* **YOUR OBJECTIVE**:
Show every line below that contains the word "strap", copying each one in full.

^^^^^^^^

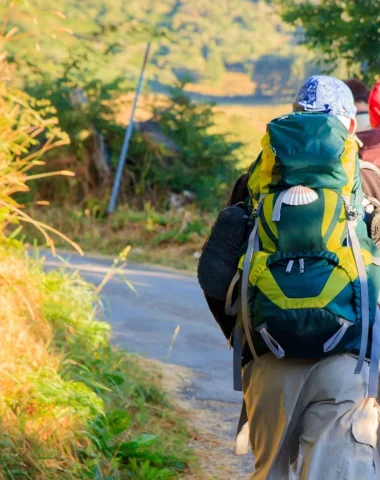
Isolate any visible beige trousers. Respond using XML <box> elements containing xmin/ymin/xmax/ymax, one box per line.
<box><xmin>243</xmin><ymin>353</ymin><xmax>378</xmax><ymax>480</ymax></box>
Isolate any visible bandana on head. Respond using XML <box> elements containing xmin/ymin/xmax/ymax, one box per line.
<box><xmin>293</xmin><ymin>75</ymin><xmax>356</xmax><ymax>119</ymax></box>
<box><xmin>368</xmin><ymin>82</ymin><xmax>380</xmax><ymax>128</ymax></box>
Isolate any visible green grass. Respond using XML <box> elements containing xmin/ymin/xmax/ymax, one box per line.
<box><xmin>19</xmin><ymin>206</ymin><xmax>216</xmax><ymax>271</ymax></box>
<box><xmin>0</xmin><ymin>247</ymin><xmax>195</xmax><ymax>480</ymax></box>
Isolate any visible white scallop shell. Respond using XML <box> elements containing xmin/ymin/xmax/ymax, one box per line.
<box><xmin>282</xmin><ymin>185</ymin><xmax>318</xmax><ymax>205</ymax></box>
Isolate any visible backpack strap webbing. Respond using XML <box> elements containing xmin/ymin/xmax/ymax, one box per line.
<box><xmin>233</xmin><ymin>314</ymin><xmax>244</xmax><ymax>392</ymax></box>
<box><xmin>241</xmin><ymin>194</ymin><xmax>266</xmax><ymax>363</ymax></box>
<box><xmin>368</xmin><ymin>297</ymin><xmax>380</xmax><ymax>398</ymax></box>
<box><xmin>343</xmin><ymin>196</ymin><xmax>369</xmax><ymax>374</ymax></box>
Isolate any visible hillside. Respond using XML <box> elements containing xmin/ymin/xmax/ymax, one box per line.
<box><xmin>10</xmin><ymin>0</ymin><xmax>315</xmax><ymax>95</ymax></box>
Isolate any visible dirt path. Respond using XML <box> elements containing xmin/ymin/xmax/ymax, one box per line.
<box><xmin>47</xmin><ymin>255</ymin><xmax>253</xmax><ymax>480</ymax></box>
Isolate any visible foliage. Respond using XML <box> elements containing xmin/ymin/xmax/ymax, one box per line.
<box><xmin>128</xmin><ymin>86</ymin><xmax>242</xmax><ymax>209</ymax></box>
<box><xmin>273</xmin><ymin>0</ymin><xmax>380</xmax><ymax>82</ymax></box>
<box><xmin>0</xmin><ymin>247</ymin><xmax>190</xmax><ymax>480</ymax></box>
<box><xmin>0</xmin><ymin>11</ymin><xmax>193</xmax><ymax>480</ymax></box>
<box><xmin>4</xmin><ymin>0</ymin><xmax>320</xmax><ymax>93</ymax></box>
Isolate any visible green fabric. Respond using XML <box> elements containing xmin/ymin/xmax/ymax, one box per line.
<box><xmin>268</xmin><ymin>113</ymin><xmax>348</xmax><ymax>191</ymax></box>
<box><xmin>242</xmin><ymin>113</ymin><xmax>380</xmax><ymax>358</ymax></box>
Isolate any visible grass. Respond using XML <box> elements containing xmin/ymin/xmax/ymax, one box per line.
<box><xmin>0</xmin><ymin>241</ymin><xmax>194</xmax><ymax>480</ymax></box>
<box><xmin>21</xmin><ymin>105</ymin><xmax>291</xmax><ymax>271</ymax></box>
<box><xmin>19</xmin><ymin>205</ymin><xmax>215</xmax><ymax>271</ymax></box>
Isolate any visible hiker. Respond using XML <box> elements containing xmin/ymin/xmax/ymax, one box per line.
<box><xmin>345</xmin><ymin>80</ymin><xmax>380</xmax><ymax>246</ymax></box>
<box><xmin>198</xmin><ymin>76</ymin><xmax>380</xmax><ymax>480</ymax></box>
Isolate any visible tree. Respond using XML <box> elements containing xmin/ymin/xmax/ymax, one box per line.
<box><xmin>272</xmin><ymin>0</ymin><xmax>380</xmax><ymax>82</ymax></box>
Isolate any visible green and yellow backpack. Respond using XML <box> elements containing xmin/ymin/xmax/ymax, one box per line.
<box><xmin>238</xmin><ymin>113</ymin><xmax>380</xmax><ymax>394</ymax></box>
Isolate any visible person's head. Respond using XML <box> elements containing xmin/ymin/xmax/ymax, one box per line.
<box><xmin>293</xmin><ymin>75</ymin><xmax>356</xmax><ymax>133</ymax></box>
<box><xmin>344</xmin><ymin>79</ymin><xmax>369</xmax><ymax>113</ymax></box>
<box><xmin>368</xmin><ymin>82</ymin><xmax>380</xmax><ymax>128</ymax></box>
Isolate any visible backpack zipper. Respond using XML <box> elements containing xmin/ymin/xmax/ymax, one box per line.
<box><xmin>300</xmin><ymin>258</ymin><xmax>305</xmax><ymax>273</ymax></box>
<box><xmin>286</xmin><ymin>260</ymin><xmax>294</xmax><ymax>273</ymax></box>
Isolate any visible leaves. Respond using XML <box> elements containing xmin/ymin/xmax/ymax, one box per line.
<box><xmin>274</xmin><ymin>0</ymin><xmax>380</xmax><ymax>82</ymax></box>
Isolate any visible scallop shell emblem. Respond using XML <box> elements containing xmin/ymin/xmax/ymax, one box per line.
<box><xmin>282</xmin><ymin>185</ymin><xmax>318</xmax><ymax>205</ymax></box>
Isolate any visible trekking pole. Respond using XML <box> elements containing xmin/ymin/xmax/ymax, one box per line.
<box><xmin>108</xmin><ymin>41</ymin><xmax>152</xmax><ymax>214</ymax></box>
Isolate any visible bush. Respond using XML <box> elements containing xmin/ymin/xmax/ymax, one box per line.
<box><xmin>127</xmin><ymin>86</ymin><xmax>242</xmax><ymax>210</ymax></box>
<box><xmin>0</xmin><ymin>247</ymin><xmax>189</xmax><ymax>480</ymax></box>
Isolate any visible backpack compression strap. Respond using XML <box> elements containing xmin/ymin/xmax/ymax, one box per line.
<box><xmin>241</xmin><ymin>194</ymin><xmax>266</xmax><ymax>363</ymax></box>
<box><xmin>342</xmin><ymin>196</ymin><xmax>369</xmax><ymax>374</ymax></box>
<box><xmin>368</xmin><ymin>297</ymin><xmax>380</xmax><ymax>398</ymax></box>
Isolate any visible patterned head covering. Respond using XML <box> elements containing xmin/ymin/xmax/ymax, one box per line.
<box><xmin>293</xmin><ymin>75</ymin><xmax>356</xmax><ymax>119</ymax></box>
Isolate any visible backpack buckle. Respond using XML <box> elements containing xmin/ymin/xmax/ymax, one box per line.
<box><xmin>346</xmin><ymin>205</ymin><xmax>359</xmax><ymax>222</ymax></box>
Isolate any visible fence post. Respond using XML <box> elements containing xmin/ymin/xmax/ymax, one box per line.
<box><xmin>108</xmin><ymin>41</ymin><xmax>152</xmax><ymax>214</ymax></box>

^^^^^^^^

* **FULL ANSWER**:
Isolate any visible backpack strap webbing. Respond using XML <box> elements containing xmin/ymin/xmax/ymax, one box per line.
Isolate any visible backpack compression strap. Respond using XML <box> elements containing xmin/ymin/xmax/ymax, one box per line.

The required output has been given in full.